- **WHAT YOU WILL DO**
If a line in the records below contains the word "positive", return that line.

━━━ EXERCISE DATA

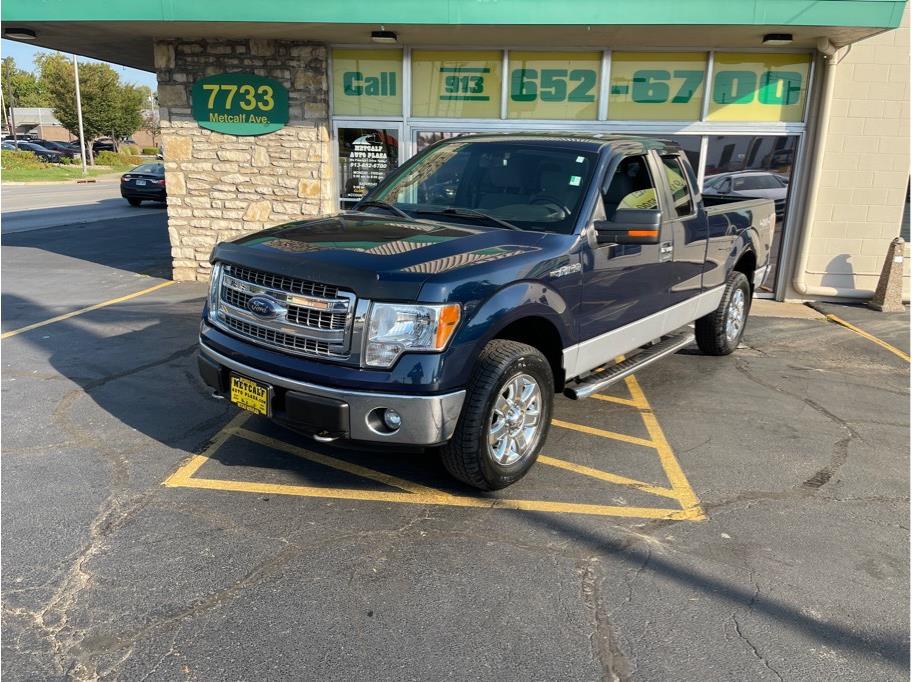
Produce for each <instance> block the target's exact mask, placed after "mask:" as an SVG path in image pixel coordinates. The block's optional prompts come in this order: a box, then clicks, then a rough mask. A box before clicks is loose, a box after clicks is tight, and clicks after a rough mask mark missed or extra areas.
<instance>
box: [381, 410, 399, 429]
mask: <svg viewBox="0 0 912 682" xmlns="http://www.w3.org/2000/svg"><path fill="white" fill-rule="evenodd" d="M383 423H384V424H386V428H388V429H389V430H390V431H396V430H397V429H398V428H399V427H400V426H402V415H400V414H399V413H398V412H396V410H391V409H390V408H387V409H385V410H384V411H383Z"/></svg>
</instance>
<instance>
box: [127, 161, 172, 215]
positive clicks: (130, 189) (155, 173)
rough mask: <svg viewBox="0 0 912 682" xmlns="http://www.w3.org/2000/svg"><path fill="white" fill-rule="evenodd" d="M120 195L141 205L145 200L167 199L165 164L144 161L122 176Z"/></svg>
mask: <svg viewBox="0 0 912 682" xmlns="http://www.w3.org/2000/svg"><path fill="white" fill-rule="evenodd" d="M120 196H122V197H123V198H124V199H126V200H127V201H128V202H130V206H139V205H140V204H141V203H142V202H143V201H165V198H166V197H167V195H166V194H165V166H164V164H161V163H144V164H142V165H140V166H137V167H136V168H134V169H133V170H131V171H130V172H129V173H124V174H123V175H121V176H120Z"/></svg>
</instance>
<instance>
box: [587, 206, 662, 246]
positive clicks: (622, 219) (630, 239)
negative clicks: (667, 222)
mask: <svg viewBox="0 0 912 682" xmlns="http://www.w3.org/2000/svg"><path fill="white" fill-rule="evenodd" d="M594 226H595V233H596V236H597V240H598V243H599V244H658V243H659V237H660V236H661V233H662V211H660V210H658V209H641V208H619V209H618V210H617V211H615V212H614V220H596V221H595V223H594Z"/></svg>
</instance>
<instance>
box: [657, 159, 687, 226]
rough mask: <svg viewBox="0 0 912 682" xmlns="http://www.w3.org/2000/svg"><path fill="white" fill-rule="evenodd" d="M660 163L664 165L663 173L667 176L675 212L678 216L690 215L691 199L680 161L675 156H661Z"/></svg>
mask: <svg viewBox="0 0 912 682" xmlns="http://www.w3.org/2000/svg"><path fill="white" fill-rule="evenodd" d="M662 164H663V165H664V166H665V175H666V177H667V178H668V187H669V188H670V189H671V198H672V201H674V208H675V212H676V213H677V214H678V217H679V218H683V217H684V216H688V215H690V214H691V213H693V211H694V209H693V200H692V199H691V196H690V187H688V185H687V177H686V175H685V172H684V168H683V167H682V166H681V162H680V161H679V160H678V158H677V157H675V156H663V157H662Z"/></svg>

━━━━━━

- **RESPONSE AREA**
positive clicks: (130, 189) (155, 173)
positive clicks: (622, 219) (630, 239)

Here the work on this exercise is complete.